═══ Information shown

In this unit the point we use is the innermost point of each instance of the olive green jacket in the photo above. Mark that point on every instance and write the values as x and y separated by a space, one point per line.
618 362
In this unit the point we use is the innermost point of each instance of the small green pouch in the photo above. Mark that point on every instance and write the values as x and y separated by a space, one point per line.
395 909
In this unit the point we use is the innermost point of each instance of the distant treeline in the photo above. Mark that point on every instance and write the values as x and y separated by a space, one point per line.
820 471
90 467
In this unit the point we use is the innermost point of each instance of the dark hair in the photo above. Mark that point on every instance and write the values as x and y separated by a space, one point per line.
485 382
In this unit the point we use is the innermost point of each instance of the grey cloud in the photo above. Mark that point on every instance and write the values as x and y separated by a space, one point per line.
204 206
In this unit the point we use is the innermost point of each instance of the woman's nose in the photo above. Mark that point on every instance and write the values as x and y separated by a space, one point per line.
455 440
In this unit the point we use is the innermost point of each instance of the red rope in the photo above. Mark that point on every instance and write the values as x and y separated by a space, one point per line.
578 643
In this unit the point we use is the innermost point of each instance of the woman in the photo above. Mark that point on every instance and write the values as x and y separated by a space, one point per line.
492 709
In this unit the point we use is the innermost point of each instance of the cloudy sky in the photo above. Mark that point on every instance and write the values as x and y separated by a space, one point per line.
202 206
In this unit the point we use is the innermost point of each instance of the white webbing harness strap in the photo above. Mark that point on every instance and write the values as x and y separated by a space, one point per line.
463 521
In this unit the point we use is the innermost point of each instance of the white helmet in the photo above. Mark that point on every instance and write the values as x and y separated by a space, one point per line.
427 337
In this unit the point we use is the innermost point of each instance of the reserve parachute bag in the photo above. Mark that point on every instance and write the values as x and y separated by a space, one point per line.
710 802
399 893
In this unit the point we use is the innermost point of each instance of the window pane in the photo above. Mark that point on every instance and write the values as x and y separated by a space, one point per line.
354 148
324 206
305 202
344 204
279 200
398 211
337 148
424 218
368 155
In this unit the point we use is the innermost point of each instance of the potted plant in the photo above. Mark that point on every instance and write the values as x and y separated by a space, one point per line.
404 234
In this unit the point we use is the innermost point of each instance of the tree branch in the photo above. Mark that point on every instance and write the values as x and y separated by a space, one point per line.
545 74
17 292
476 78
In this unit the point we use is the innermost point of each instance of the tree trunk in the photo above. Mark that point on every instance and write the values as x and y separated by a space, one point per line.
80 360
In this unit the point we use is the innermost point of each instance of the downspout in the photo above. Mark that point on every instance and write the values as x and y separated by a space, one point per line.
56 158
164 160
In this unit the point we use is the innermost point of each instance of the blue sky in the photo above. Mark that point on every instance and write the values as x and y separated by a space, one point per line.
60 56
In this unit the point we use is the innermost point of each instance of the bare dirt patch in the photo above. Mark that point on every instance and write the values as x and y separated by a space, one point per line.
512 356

══════

▶ _What the task asks_
Every line of the data above should be reproduced word for word.

▶ _Answer_
In this unit the point we use is the innermost point of each instance of the olive green jacket in the photo above. Mark that point on every instance and write the values as x and y separated by a space, one point per line.
618 362
In this unit the point we use is the innermost point of each instance of the small green pouch in the photo above. Mark that point on every instance and write the values as x and y separated by a space, one point per line.
395 909
In this unit the point we use is the innermost point of each instance of the distant treeline in the photo above. Mark that point on every instance and write the values as x and y separated by a space, one point per line.
820 471
90 467
In this unit the point we use is the innermost point of each instance of the dark hair in the photo above. Mark that point on every instance and write the values as x and y separated by a space, one point per line.
485 382
In this unit the point we use is the innermost point of each instance of the grey cloud in the photo above. Mark that point on every instance and write the values as x and y separated by a space, one point per line.
204 206
In this unit the point we use is the innermost point of each instance of the woman's nose in the photo above. Mark that point on every instance and write the values as x and y separated by a space, one point per line.
455 440
In this unit the point we use is the innermost point of each instance of the red rope in the photo above. Mark that point on every instance and write the values as x and y separated by a space, one point per line.
578 643
In this unit the point we use is the innermost point of each instance of the woman in the photo above. Mark that point on every instance and write the values as x and y separated by a space, one point per line.
492 709
In this unit the point we use is the innermost point of each instance of the cloudy sky in the photo above. Mark that point on every instance and write the values as x and y separated by a space, one point per line.
202 206
In this unit the point we use is the innermost point of each instance of the white webbing harness strap in the photo above. Mark that point on every instance and write the values as x and y separated by a space, one point per line.
463 521
In this unit the point we use is the innermost point of each instance of the white helmet in the photo above. Mark that point on every instance and write the values as x and y separated by a space, one point per line.
427 337
In this unit the point we use is the innermost point of each instance of the reserve parachute bag in the photo above. Mark that point on every instance and write the values as x and y separated by a space, one point per line.
710 802
399 893
In this unit the point we use is the innermost point of each instance of the window pane in the photo above. Mark that point on every instance and write the values as x and y separated by a space, one point per line.
354 148
324 206
305 202
344 204
279 200
398 211
337 148
424 218
368 155
In this unit the point we use is the innermost point of each instance of the potted plant in the photo above. Mark that point on every instance and write the values as x and y separated by a space, one point per line.
404 234
In this unit the point we use is the innermost point of each instance of the tree branch in the photo above. Mark that point on every instance and write the values as x and y separated by a space, one point per line.
545 74
17 292
476 78
In this unit the point we use is the innermost point of each instance of the tree trunk in the photo above. Mark that point on every instance and write the values as x and y separated by a space, one point per line.
80 360
In this unit the point we use is the innermost point of each instance of the downspout in the photo above. Mark that point on every instance and write the values as x and y separated by a space, one point per line.
56 158
164 160
In this unit the point we use is the innermost point of each instance of the blue sky in the photo above. Mark that point on every instance and write the values as x and y separated by a space, one point per line.
60 56
In this unit the point we use is the innermost point of each instance of the bare dirt patch in the photo above. Mark that point on every instance and write the values as x and y separated by a space, one point per line.
512 356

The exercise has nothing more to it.